== PROBLEM TO SOLVE ==
How many lines of the records below contain the word "plastic", counting only matches in the same case? Reply with the number alone.

** Start of EXTRACTED RECORDS **

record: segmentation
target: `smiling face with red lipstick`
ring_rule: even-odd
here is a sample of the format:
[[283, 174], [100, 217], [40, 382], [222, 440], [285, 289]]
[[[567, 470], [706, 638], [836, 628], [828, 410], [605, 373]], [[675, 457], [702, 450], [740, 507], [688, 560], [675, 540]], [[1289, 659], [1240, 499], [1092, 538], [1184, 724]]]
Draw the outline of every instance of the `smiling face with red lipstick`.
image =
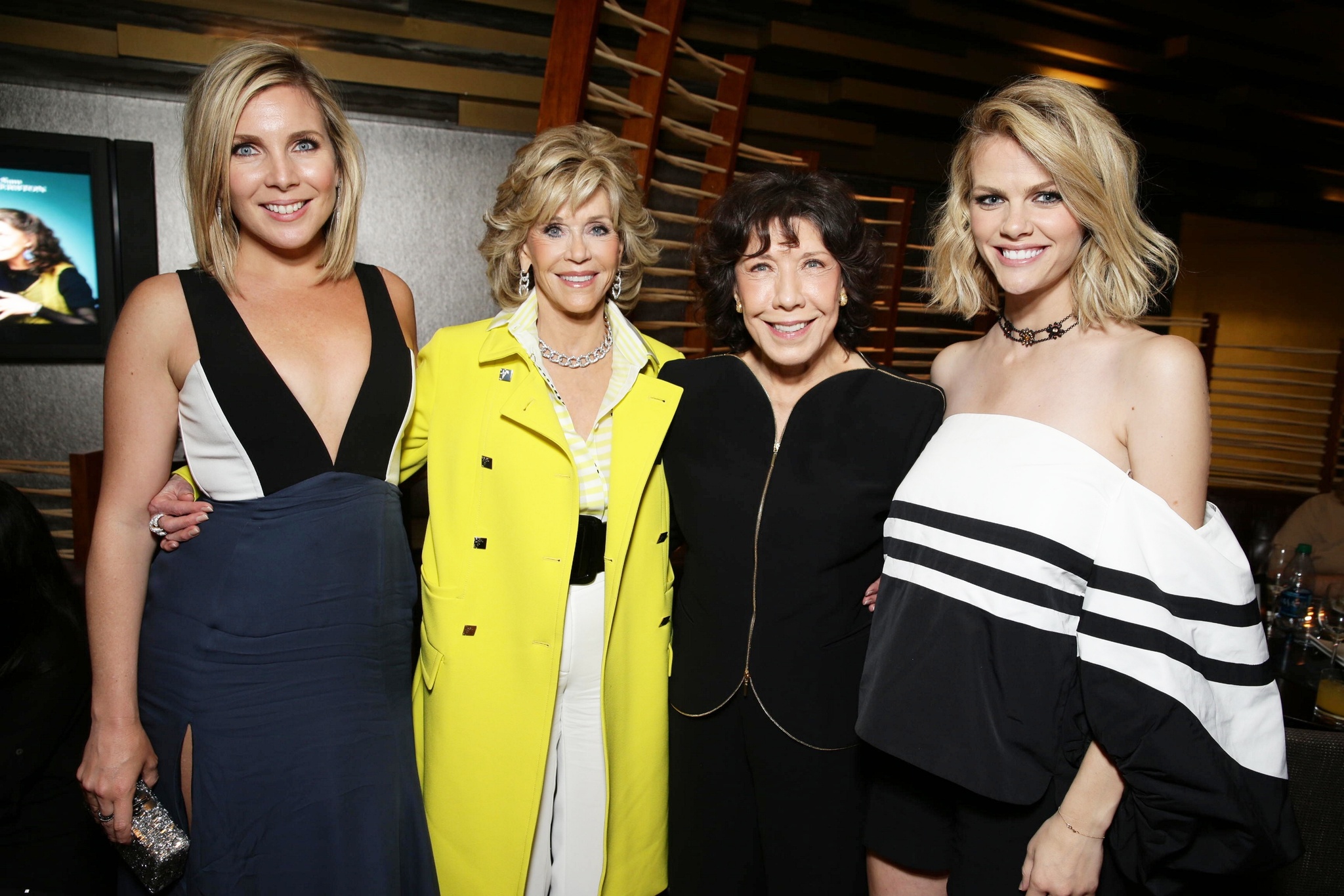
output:
[[1005, 136], [985, 140], [970, 163], [970, 232], [1012, 297], [1071, 308], [1070, 270], [1086, 231], [1050, 173]]
[[239, 249], [282, 255], [321, 251], [340, 171], [321, 109], [302, 87], [269, 87], [243, 107], [228, 164]]
[[552, 310], [575, 320], [601, 316], [620, 265], [621, 236], [605, 189], [577, 210], [564, 206], [538, 222], [519, 249], [519, 267], [532, 270], [540, 298], [550, 306], [539, 310], [543, 320]]
[[762, 253], [753, 236], [735, 269], [735, 296], [747, 334], [762, 360], [781, 371], [802, 371], [828, 355], [845, 355], [833, 339], [840, 317], [840, 263], [821, 231], [806, 219], [792, 222], [793, 236], [770, 223]]

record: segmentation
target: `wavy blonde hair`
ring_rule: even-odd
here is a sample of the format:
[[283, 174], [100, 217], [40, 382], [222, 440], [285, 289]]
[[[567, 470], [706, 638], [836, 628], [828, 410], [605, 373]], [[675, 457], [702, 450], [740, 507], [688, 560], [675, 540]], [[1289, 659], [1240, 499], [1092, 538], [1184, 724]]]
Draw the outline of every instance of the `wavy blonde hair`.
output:
[[527, 298], [517, 290], [517, 250], [528, 231], [560, 208], [579, 208], [598, 189], [606, 191], [612, 223], [621, 238], [617, 304], [626, 310], [634, 308], [644, 269], [659, 259], [653, 244], [657, 222], [634, 183], [629, 148], [610, 130], [582, 122], [551, 128], [519, 149], [495, 195], [495, 208], [485, 215], [485, 238], [478, 249], [500, 308], [515, 308]]
[[1148, 312], [1154, 293], [1176, 277], [1177, 254], [1138, 210], [1138, 146], [1087, 90], [1043, 77], [1016, 81], [966, 114], [948, 197], [930, 222], [929, 304], [966, 318], [1000, 310], [999, 283], [970, 234], [970, 163], [997, 136], [1011, 137], [1050, 173], [1085, 228], [1070, 271], [1083, 325]]
[[238, 223], [228, 200], [228, 163], [243, 106], [261, 91], [293, 85], [308, 91], [323, 114], [340, 177], [337, 201], [327, 222], [319, 262], [323, 279], [355, 271], [359, 203], [364, 195], [364, 159], [359, 137], [345, 120], [331, 85], [298, 52], [271, 40], [241, 40], [218, 56], [191, 86], [183, 117], [183, 172], [187, 215], [196, 265], [234, 289]]

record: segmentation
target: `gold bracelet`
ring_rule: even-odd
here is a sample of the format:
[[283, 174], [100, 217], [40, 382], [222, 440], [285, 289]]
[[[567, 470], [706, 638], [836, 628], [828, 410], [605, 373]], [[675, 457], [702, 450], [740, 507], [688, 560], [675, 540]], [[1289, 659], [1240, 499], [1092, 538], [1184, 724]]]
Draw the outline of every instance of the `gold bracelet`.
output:
[[1059, 821], [1064, 822], [1064, 827], [1074, 832], [1079, 837], [1086, 837], [1087, 840], [1106, 840], [1106, 834], [1102, 834], [1101, 837], [1094, 837], [1091, 834], [1085, 834], [1083, 832], [1078, 830], [1077, 827], [1068, 823], [1068, 819], [1064, 818], [1063, 813], [1060, 813], [1058, 809], [1055, 810], [1055, 814], [1059, 815]]

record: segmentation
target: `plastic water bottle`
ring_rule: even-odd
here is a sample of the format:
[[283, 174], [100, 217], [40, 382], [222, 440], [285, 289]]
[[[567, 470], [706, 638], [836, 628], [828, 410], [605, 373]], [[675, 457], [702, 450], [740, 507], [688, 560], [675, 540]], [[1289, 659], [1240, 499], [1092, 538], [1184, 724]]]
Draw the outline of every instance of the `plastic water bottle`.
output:
[[1278, 595], [1278, 615], [1274, 625], [1293, 641], [1306, 641], [1310, 634], [1312, 602], [1316, 594], [1316, 567], [1312, 566], [1312, 545], [1300, 544], [1279, 582], [1284, 591]]

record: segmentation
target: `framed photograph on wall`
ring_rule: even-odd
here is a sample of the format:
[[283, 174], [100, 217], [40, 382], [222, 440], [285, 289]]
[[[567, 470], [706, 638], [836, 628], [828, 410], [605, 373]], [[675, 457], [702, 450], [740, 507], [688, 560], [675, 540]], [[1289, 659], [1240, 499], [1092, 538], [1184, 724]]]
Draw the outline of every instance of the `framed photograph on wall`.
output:
[[157, 265], [152, 144], [0, 129], [0, 359], [102, 359]]

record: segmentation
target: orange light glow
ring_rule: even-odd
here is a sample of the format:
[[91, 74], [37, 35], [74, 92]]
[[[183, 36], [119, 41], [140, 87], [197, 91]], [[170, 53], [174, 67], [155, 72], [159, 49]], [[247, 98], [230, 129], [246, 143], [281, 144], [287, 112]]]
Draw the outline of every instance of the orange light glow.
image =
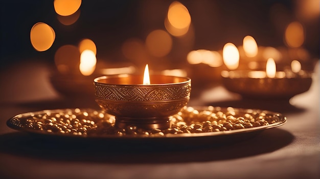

** End of EXTRACTED RECORDS **

== COMPLETED EXERCISE ==
2